Data entries
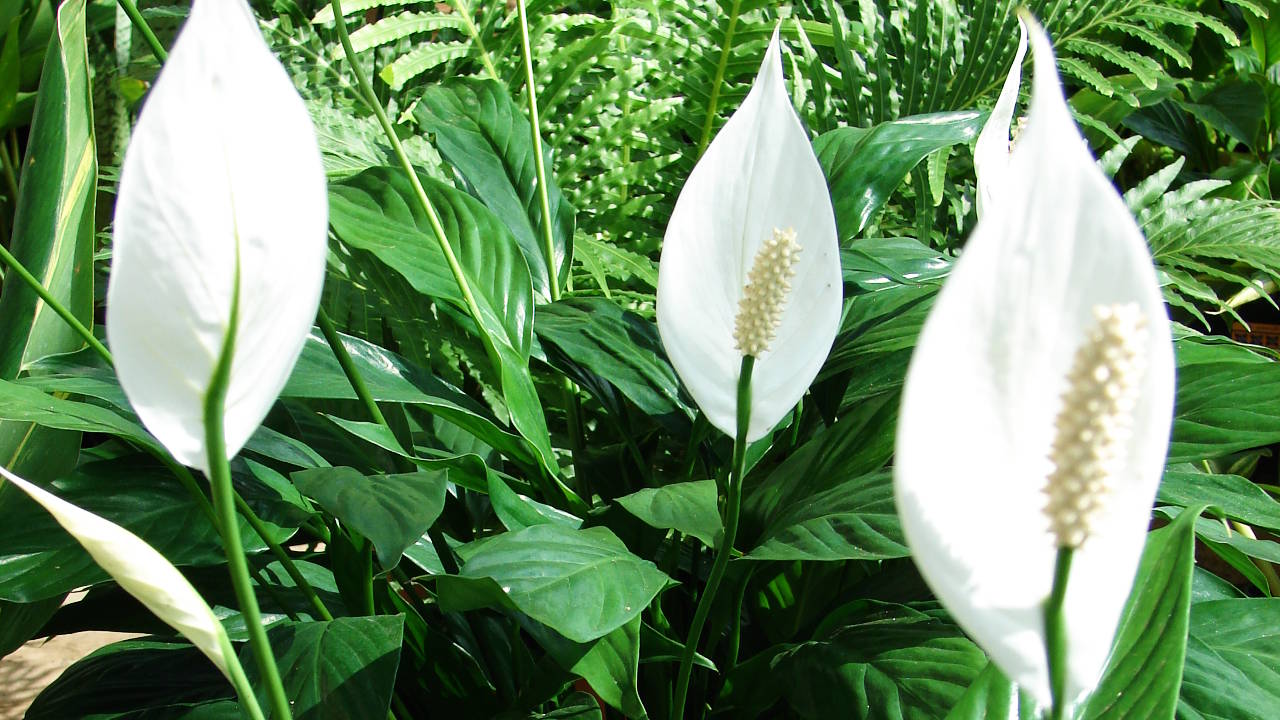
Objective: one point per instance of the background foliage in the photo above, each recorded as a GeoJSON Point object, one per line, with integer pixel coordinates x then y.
{"type": "Point", "coordinates": [526, 534]}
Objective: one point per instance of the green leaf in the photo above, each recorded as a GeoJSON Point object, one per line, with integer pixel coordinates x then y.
{"type": "Point", "coordinates": [40, 560]}
{"type": "Point", "coordinates": [864, 167]}
{"type": "Point", "coordinates": [992, 697]}
{"type": "Point", "coordinates": [1233, 661]}
{"type": "Point", "coordinates": [900, 665]}
{"type": "Point", "coordinates": [1141, 679]}
{"type": "Point", "coordinates": [487, 139]}
{"type": "Point", "coordinates": [1224, 406]}
{"type": "Point", "coordinates": [53, 237]}
{"type": "Point", "coordinates": [393, 511]}
{"type": "Point", "coordinates": [378, 212]}
{"type": "Point", "coordinates": [517, 511]}
{"type": "Point", "coordinates": [854, 520]}
{"type": "Point", "coordinates": [689, 507]}
{"type": "Point", "coordinates": [138, 678]}
{"type": "Point", "coordinates": [392, 379]}
{"type": "Point", "coordinates": [336, 670]}
{"type": "Point", "coordinates": [581, 583]}
{"type": "Point", "coordinates": [599, 342]}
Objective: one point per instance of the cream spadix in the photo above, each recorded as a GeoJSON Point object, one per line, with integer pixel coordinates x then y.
{"type": "Point", "coordinates": [750, 263]}
{"type": "Point", "coordinates": [999, 434]}
{"type": "Point", "coordinates": [222, 192]}
{"type": "Point", "coordinates": [142, 572]}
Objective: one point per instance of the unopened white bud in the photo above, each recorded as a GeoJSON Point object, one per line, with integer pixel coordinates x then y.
{"type": "Point", "coordinates": [768, 285]}
{"type": "Point", "coordinates": [1096, 422]}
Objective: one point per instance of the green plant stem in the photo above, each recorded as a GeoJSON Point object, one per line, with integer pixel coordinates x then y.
{"type": "Point", "coordinates": [140, 23]}
{"type": "Point", "coordinates": [286, 561]}
{"type": "Point", "coordinates": [539, 168]}
{"type": "Point", "coordinates": [39, 288]}
{"type": "Point", "coordinates": [419, 191]}
{"type": "Point", "coordinates": [243, 689]}
{"type": "Point", "coordinates": [732, 505]}
{"type": "Point", "coordinates": [1055, 633]}
{"type": "Point", "coordinates": [713, 103]}
{"type": "Point", "coordinates": [224, 504]}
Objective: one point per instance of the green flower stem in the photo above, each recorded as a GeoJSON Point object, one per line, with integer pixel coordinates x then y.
{"type": "Point", "coordinates": [224, 504]}
{"type": "Point", "coordinates": [548, 241]}
{"type": "Point", "coordinates": [39, 288]}
{"type": "Point", "coordinates": [1055, 633]}
{"type": "Point", "coordinates": [178, 470]}
{"type": "Point", "coordinates": [141, 26]}
{"type": "Point", "coordinates": [732, 505]}
{"type": "Point", "coordinates": [286, 561]}
{"type": "Point", "coordinates": [236, 674]}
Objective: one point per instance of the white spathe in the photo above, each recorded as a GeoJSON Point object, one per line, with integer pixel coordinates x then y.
{"type": "Point", "coordinates": [223, 168]}
{"type": "Point", "coordinates": [758, 176]}
{"type": "Point", "coordinates": [984, 388]}
{"type": "Point", "coordinates": [991, 151]}
{"type": "Point", "coordinates": [137, 568]}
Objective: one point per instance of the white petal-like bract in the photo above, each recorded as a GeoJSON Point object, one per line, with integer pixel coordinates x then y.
{"type": "Point", "coordinates": [758, 176]}
{"type": "Point", "coordinates": [984, 388]}
{"type": "Point", "coordinates": [223, 171]}
{"type": "Point", "coordinates": [991, 151]}
{"type": "Point", "coordinates": [137, 568]}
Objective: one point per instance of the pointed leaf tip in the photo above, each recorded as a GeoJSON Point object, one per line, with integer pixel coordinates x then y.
{"type": "Point", "coordinates": [140, 569]}
{"type": "Point", "coordinates": [972, 455]}
{"type": "Point", "coordinates": [759, 174]}
{"type": "Point", "coordinates": [223, 173]}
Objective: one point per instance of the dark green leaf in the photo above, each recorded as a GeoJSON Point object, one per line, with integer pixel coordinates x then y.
{"type": "Point", "coordinates": [336, 670]}
{"type": "Point", "coordinates": [393, 511]}
{"type": "Point", "coordinates": [689, 507]}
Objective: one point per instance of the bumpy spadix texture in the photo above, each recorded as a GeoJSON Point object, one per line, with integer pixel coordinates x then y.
{"type": "Point", "coordinates": [759, 174]}
{"type": "Point", "coordinates": [1095, 423]}
{"type": "Point", "coordinates": [984, 388]}
{"type": "Point", "coordinates": [223, 164]}
{"type": "Point", "coordinates": [142, 572]}
{"type": "Point", "coordinates": [759, 311]}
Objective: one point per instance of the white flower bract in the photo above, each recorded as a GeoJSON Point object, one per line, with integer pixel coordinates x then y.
{"type": "Point", "coordinates": [223, 173]}
{"type": "Point", "coordinates": [758, 176]}
{"type": "Point", "coordinates": [984, 390]}
{"type": "Point", "coordinates": [137, 568]}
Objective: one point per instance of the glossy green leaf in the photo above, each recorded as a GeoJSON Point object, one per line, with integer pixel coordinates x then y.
{"type": "Point", "coordinates": [336, 670]}
{"type": "Point", "coordinates": [992, 697]}
{"type": "Point", "coordinates": [1142, 677]}
{"type": "Point", "coordinates": [600, 342]}
{"type": "Point", "coordinates": [393, 511]}
{"type": "Point", "coordinates": [854, 520]}
{"type": "Point", "coordinates": [40, 560]}
{"type": "Point", "coordinates": [581, 583]}
{"type": "Point", "coordinates": [894, 666]}
{"type": "Point", "coordinates": [53, 237]}
{"type": "Point", "coordinates": [1225, 405]}
{"type": "Point", "coordinates": [864, 167]}
{"type": "Point", "coordinates": [689, 507]}
{"type": "Point", "coordinates": [517, 511]}
{"type": "Point", "coordinates": [138, 678]}
{"type": "Point", "coordinates": [1233, 661]}
{"type": "Point", "coordinates": [376, 212]}
{"type": "Point", "coordinates": [487, 139]}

> **DESCRIPTION OF THE TASK**
Write out all of the data again, substituting "Goal" for each "Objective" and changing nothing else. Omit the pictures.

> **EXPECTED OUTPUT**
Goal: one point per instance of the background foliage in the photo above, each recorded as a GeoJSON Point object, one per line, with integer pixel coordinates x then y.
{"type": "Point", "coordinates": [526, 534]}
Goal: one point per instance of the green leaf in the photo above, each recorded as a GeoJSON Point object, one per line, with integer pixel coordinates x then y.
{"type": "Point", "coordinates": [40, 560]}
{"type": "Point", "coordinates": [864, 167]}
{"type": "Point", "coordinates": [992, 697]}
{"type": "Point", "coordinates": [1233, 661]}
{"type": "Point", "coordinates": [900, 665]}
{"type": "Point", "coordinates": [1141, 679]}
{"type": "Point", "coordinates": [487, 139]}
{"type": "Point", "coordinates": [1224, 406]}
{"type": "Point", "coordinates": [53, 237]}
{"type": "Point", "coordinates": [393, 511]}
{"type": "Point", "coordinates": [378, 212]}
{"type": "Point", "coordinates": [517, 511]}
{"type": "Point", "coordinates": [854, 520]}
{"type": "Point", "coordinates": [689, 507]}
{"type": "Point", "coordinates": [138, 678]}
{"type": "Point", "coordinates": [392, 379]}
{"type": "Point", "coordinates": [336, 670]}
{"type": "Point", "coordinates": [581, 583]}
{"type": "Point", "coordinates": [599, 342]}
Goal: one point per instance of the cream spadix in the photo above, each recorded as a GeoJSON Point object, one per line, with integer pixel coordinates x then y.
{"type": "Point", "coordinates": [750, 263]}
{"type": "Point", "coordinates": [999, 434]}
{"type": "Point", "coordinates": [222, 192]}
{"type": "Point", "coordinates": [142, 572]}
Goal: one point per instance of the unopened white bud in the photo above, each recorded as a GeoJSON Point object, one per line, with integer pixel coordinates x then y.
{"type": "Point", "coordinates": [768, 285]}
{"type": "Point", "coordinates": [1096, 422]}
Goal: one point per instance of the green plant stem in the photo above, each recorded as a GeoJSON Point object, one per line, with integer pixel coordinates x then y.
{"type": "Point", "coordinates": [140, 23]}
{"type": "Point", "coordinates": [286, 561]}
{"type": "Point", "coordinates": [539, 168]}
{"type": "Point", "coordinates": [39, 288]}
{"type": "Point", "coordinates": [419, 191]}
{"type": "Point", "coordinates": [243, 689]}
{"type": "Point", "coordinates": [732, 505]}
{"type": "Point", "coordinates": [1055, 633]}
{"type": "Point", "coordinates": [713, 103]}
{"type": "Point", "coordinates": [224, 504]}
Goal: one point per instance of the green flower stem in the photo above, each recorded as a GeoJSON Point object, one per line, with integer pixel coordinates x then y.
{"type": "Point", "coordinates": [224, 504]}
{"type": "Point", "coordinates": [548, 241]}
{"type": "Point", "coordinates": [39, 288]}
{"type": "Point", "coordinates": [1055, 633]}
{"type": "Point", "coordinates": [178, 470]}
{"type": "Point", "coordinates": [141, 26]}
{"type": "Point", "coordinates": [732, 505]}
{"type": "Point", "coordinates": [286, 561]}
{"type": "Point", "coordinates": [236, 674]}
Goal: one point per instance of the white spathe in the photo above, each recorded as a GeoJSON Point object, one per line, with integer pixel coordinates x then y.
{"type": "Point", "coordinates": [223, 168]}
{"type": "Point", "coordinates": [758, 176]}
{"type": "Point", "coordinates": [984, 388]}
{"type": "Point", "coordinates": [991, 151]}
{"type": "Point", "coordinates": [137, 568]}
Goal: one point per instance of the white petal-like bract in the photo above, each recorded as a GeoJSON Point object, one per line, with integer pixel coordinates x then y.
{"type": "Point", "coordinates": [758, 176]}
{"type": "Point", "coordinates": [984, 388]}
{"type": "Point", "coordinates": [223, 171]}
{"type": "Point", "coordinates": [991, 151]}
{"type": "Point", "coordinates": [137, 568]}
Goal: one point per instance of the pointed leaf tip in the photo above, each recorded as a GeoJSON Point object, one per line, with integer pixel coordinates x then y.
{"type": "Point", "coordinates": [140, 569]}
{"type": "Point", "coordinates": [972, 455]}
{"type": "Point", "coordinates": [759, 174]}
{"type": "Point", "coordinates": [223, 173]}
Goal: one point per instance of the dark green leaf in the photo above, each recorded as a GeoJSON Point object, one per line, with integer pixel coordinates x then y.
{"type": "Point", "coordinates": [336, 670]}
{"type": "Point", "coordinates": [393, 511]}
{"type": "Point", "coordinates": [689, 507]}
Goal: one point per instance of the bumpy spadix texture in the photo above, each recorded as a GeoJSON Point object, one per line, with integer pixel coordinates x then y.
{"type": "Point", "coordinates": [759, 174]}
{"type": "Point", "coordinates": [1095, 423]}
{"type": "Point", "coordinates": [984, 388]}
{"type": "Point", "coordinates": [223, 164]}
{"type": "Point", "coordinates": [142, 572]}
{"type": "Point", "coordinates": [759, 311]}
Goal: one point per instance of the white flower bract in the photo above, each recorded as a GeoJSON Point object, one per line, with integer pixel coordinates x then y.
{"type": "Point", "coordinates": [223, 173]}
{"type": "Point", "coordinates": [758, 176]}
{"type": "Point", "coordinates": [984, 390]}
{"type": "Point", "coordinates": [137, 568]}
Goal: one point per instance of the glossy green leaf in the photo above, each recorded as a GeoJSON Point object, one per line, with integer pixel coordinates x then y.
{"type": "Point", "coordinates": [336, 670]}
{"type": "Point", "coordinates": [992, 697]}
{"type": "Point", "coordinates": [1142, 677]}
{"type": "Point", "coordinates": [600, 342]}
{"type": "Point", "coordinates": [393, 511]}
{"type": "Point", "coordinates": [854, 520]}
{"type": "Point", "coordinates": [40, 560]}
{"type": "Point", "coordinates": [581, 583]}
{"type": "Point", "coordinates": [894, 666]}
{"type": "Point", "coordinates": [53, 237]}
{"type": "Point", "coordinates": [1225, 405]}
{"type": "Point", "coordinates": [864, 167]}
{"type": "Point", "coordinates": [689, 507]}
{"type": "Point", "coordinates": [517, 511]}
{"type": "Point", "coordinates": [138, 678]}
{"type": "Point", "coordinates": [1233, 661]}
{"type": "Point", "coordinates": [376, 212]}
{"type": "Point", "coordinates": [487, 139]}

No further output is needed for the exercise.